Raw data:

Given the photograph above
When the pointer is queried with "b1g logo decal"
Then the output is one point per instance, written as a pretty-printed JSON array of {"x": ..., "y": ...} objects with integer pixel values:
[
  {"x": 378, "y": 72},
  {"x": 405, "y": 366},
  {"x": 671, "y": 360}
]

Goal:
Swap "pretty-printed" for "indented" in the records above and write them out again with nothing else changed.

Solution to this problem:
Given the photograph above
When the pointer is queried with "b1g logo decal"
Then the output is one point per instance, written as a indented JSON array of {"x": ..., "y": ...} objects with integer pixel values:
[
  {"x": 378, "y": 72},
  {"x": 405, "y": 366},
  {"x": 671, "y": 360}
]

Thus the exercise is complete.